• Exercise goal:
Copy out all of the records below word for word, leaving out the pictures.

• Position annotation records:

[BEGIN]

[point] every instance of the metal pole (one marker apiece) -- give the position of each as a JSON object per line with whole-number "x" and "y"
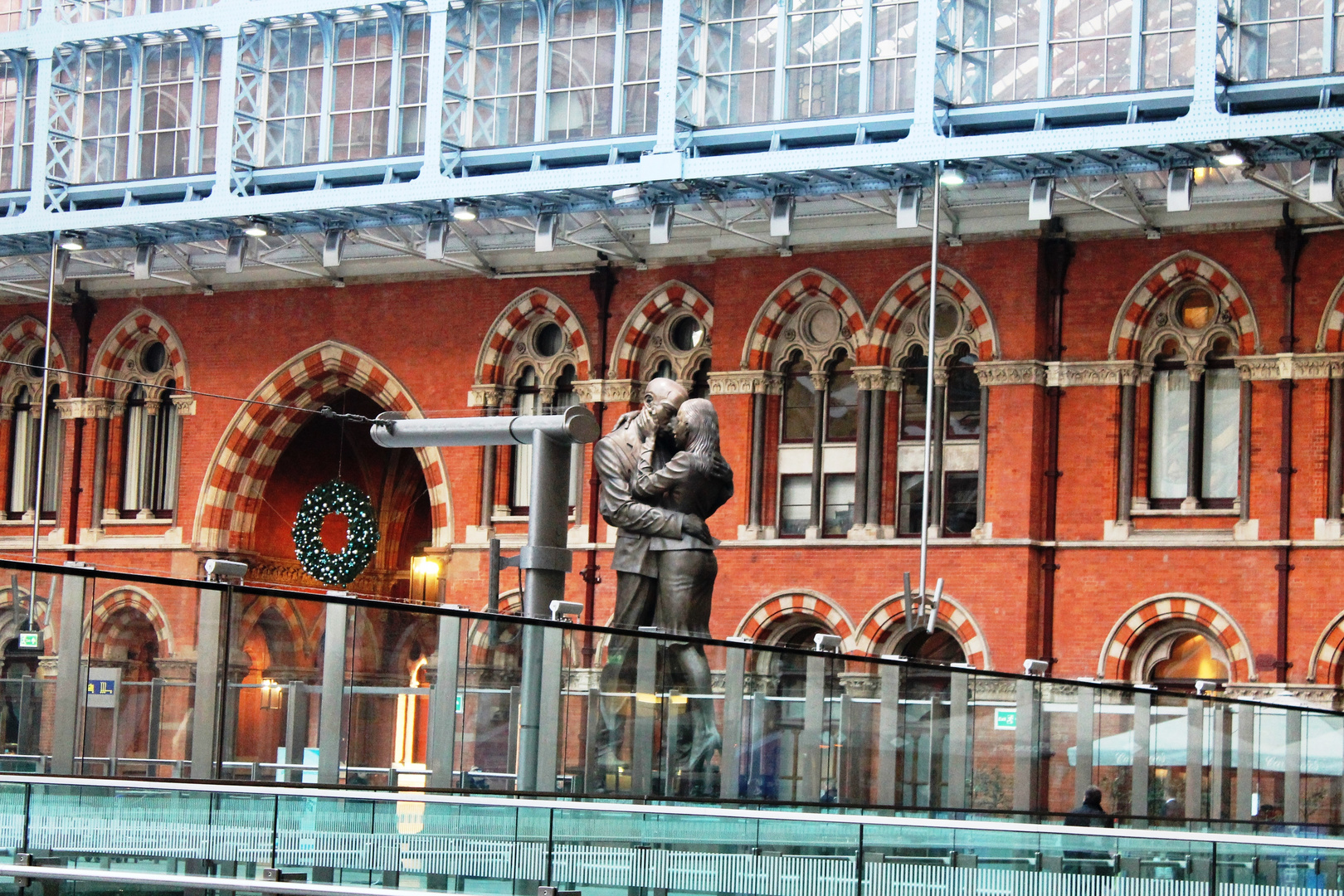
{"x": 42, "y": 422}
{"x": 929, "y": 421}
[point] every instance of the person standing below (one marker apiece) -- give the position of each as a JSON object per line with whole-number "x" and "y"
{"x": 616, "y": 458}
{"x": 1090, "y": 815}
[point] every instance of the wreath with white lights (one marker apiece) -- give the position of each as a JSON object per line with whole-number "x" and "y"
{"x": 362, "y": 533}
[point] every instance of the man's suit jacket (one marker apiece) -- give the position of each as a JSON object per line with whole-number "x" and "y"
{"x": 616, "y": 458}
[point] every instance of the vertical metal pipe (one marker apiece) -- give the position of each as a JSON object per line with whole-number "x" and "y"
{"x": 1337, "y": 479}
{"x": 860, "y": 461}
{"x": 1125, "y": 494}
{"x": 442, "y": 704}
{"x": 877, "y": 436}
{"x": 1085, "y": 730}
{"x": 734, "y": 685}
{"x": 929, "y": 421}
{"x": 758, "y": 405}
{"x": 331, "y": 715}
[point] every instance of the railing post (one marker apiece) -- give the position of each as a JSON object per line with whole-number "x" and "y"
{"x": 71, "y": 674}
{"x": 442, "y": 702}
{"x": 730, "y": 757}
{"x": 331, "y": 713}
{"x": 889, "y": 735}
{"x": 958, "y": 742}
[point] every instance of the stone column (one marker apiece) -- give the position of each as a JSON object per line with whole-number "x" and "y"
{"x": 819, "y": 429}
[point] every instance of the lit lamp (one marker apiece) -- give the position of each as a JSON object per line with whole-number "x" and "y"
{"x": 270, "y": 694}
{"x": 425, "y": 570}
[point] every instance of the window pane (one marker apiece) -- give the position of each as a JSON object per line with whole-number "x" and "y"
{"x": 800, "y": 403}
{"x": 1170, "y": 455}
{"x": 795, "y": 504}
{"x": 962, "y": 492}
{"x": 841, "y": 406}
{"x": 838, "y": 505}
{"x": 1222, "y": 431}
{"x": 910, "y": 504}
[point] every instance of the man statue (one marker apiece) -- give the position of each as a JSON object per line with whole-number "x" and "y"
{"x": 616, "y": 458}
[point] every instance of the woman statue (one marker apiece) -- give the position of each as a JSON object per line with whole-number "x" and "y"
{"x": 695, "y": 480}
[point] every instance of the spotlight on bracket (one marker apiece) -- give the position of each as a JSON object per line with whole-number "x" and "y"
{"x": 782, "y": 217}
{"x": 435, "y": 240}
{"x": 144, "y": 261}
{"x": 1322, "y": 186}
{"x": 1040, "y": 203}
{"x": 908, "y": 207}
{"x": 1181, "y": 184}
{"x": 332, "y": 247}
{"x": 236, "y": 256}
{"x": 546, "y": 231}
{"x": 626, "y": 195}
{"x": 660, "y": 225}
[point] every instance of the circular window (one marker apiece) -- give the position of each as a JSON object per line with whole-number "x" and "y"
{"x": 153, "y": 358}
{"x": 1196, "y": 309}
{"x": 687, "y": 334}
{"x": 821, "y": 325}
{"x": 548, "y": 340}
{"x": 945, "y": 320}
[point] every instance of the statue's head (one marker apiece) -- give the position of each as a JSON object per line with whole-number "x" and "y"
{"x": 696, "y": 427}
{"x": 661, "y": 399}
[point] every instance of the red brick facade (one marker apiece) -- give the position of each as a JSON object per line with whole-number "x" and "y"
{"x": 421, "y": 345}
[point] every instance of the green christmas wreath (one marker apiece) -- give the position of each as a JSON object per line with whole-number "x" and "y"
{"x": 362, "y": 533}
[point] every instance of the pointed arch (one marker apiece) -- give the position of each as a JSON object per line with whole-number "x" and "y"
{"x": 795, "y": 602}
{"x": 17, "y": 343}
{"x": 491, "y": 363}
{"x": 953, "y": 618}
{"x": 1185, "y": 268}
{"x": 639, "y": 328}
{"x": 257, "y": 437}
{"x": 1329, "y": 338}
{"x": 127, "y": 597}
{"x": 899, "y": 303}
{"x": 774, "y": 314}
{"x": 1118, "y": 650}
{"x": 121, "y": 345}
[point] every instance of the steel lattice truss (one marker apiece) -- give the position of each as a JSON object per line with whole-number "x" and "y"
{"x": 1101, "y": 149}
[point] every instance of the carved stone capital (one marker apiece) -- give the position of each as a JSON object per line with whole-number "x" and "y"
{"x": 1068, "y": 373}
{"x": 608, "y": 391}
{"x": 743, "y": 383}
{"x": 1011, "y": 373}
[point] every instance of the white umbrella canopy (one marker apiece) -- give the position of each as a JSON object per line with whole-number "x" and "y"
{"x": 1322, "y": 744}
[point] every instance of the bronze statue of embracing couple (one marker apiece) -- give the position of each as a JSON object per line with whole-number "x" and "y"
{"x": 663, "y": 477}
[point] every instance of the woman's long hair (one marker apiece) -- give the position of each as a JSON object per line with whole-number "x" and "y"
{"x": 704, "y": 427}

[END]

• Written answer:
[point] every instance of the metal pole (one marker apiece) -- give the position of each as a JSON object per line with whole-number "x" and "y"
{"x": 42, "y": 422}
{"x": 929, "y": 421}
[point] every instance of the person standing below (one marker apiece) -- give the position of each as a JSON object per line with whole-number "x" and "y"
{"x": 616, "y": 458}
{"x": 1090, "y": 815}
[point] every instance of the wreath with white lights (one marker apiece) -- give the position of each as a JSON object per line with whole-number "x" and "y"
{"x": 362, "y": 533}
[point] every instance of the man's suit jacket (one marker apiece) -- give the position of each as a JSON object per line with whole-number "x" and "y"
{"x": 616, "y": 458}
[point] every instance of the vertical metal pipe (one marker apiece) -- give the position of each as a JSON object per line with whole-number "x" and "y"
{"x": 1337, "y": 479}
{"x": 860, "y": 461}
{"x": 1125, "y": 494}
{"x": 442, "y": 704}
{"x": 877, "y": 436}
{"x": 1085, "y": 730}
{"x": 734, "y": 685}
{"x": 929, "y": 421}
{"x": 758, "y": 405}
{"x": 331, "y": 715}
[point] every instance of the railing post (one marker apiece) -- give the position of each as a JSON object per line with whole-number "x" and "y"
{"x": 71, "y": 674}
{"x": 442, "y": 702}
{"x": 730, "y": 757}
{"x": 331, "y": 713}
{"x": 889, "y": 735}
{"x": 958, "y": 742}
[point] every instance of the stone column (one marker apiece) -- give the position of each as a JSON object per line with whole-number "x" and "y"
{"x": 819, "y": 429}
[point] every instance of the lit lamp (one marker apiece) -- give the position of each as a JSON object per line with whole-number "x" and "y"
{"x": 270, "y": 694}
{"x": 425, "y": 570}
[point] every instance of the window pane (one marker apiece) -- give the position of each as a JSON object per line with whole-number "x" and "y"
{"x": 800, "y": 403}
{"x": 1170, "y": 455}
{"x": 795, "y": 504}
{"x": 962, "y": 492}
{"x": 841, "y": 406}
{"x": 838, "y": 505}
{"x": 1222, "y": 431}
{"x": 910, "y": 504}
[point] every instance of the man statue (one marker apiece) -- give the position of each as a JSON object per line with whole-number "x" and "y"
{"x": 616, "y": 458}
[point] every instance of the woman statue (one marker apiece) -- give the position of each as a JSON object per line with whole-number "x" and "y"
{"x": 695, "y": 480}
[point] every instance of the spotlight on bracket (one marker apiece) -- give the position of each as a JSON object per line with whole-number "x" and "y"
{"x": 782, "y": 217}
{"x": 435, "y": 240}
{"x": 144, "y": 261}
{"x": 1322, "y": 186}
{"x": 1040, "y": 203}
{"x": 908, "y": 207}
{"x": 1181, "y": 184}
{"x": 332, "y": 247}
{"x": 236, "y": 256}
{"x": 546, "y": 231}
{"x": 626, "y": 195}
{"x": 660, "y": 225}
[point] every instance of the circular window (one marker apiece) -- give the position of each as a JSON object per line with whole-number "x" and "y"
{"x": 153, "y": 358}
{"x": 1196, "y": 309}
{"x": 687, "y": 334}
{"x": 821, "y": 325}
{"x": 548, "y": 340}
{"x": 945, "y": 320}
[point] every instance of the statue's head (one marker apiece) -- give the position of each as a JSON object per line with whole-number "x" and "y"
{"x": 696, "y": 427}
{"x": 661, "y": 399}
[point] every instance of the red brick facade (one marker apiece) -- give the position of each as a JSON object per line with whole-number "x" and "y"
{"x": 421, "y": 345}
[point] every instance of the green christmas wreath (one marker apiece) -- give the position of each as a JSON object per line with whole-number "x" and "y"
{"x": 362, "y": 533}
[point] every instance of the pointed arch (one marker apiece) -- give the position of each as a JSON object per line with whole-number "x" and "y"
{"x": 795, "y": 602}
{"x": 17, "y": 343}
{"x": 491, "y": 363}
{"x": 953, "y": 618}
{"x": 1185, "y": 268}
{"x": 639, "y": 328}
{"x": 257, "y": 437}
{"x": 1329, "y": 338}
{"x": 127, "y": 597}
{"x": 899, "y": 303}
{"x": 774, "y": 314}
{"x": 1118, "y": 650}
{"x": 121, "y": 345}
[point] every instance of the steel lattice truss (one marker apiece) -- give the position of each as a JSON object per line with whole-number "x" and "y"
{"x": 1101, "y": 149}
[point] every instance of the carved stone capital (one marker apiece) -- give the position of each as a JSON object per line with whole-number "x" and "y"
{"x": 1068, "y": 373}
{"x": 608, "y": 391}
{"x": 743, "y": 383}
{"x": 1011, "y": 373}
[point] every instance of the white umbrella canopy (one marker apiece) -- give the position of each as a JSON object per line with whole-number "x" and "y"
{"x": 1322, "y": 744}
[point] every instance of the bronze statue of embracing couple (one marker apiece) -- give the position of each as a JSON object per line with whole-number "x" and "y"
{"x": 663, "y": 477}
[point] every instance of the woman's long hair (one marker apiece) -- give the position of each as a JSON object per line with whole-number "x" and "y"
{"x": 704, "y": 427}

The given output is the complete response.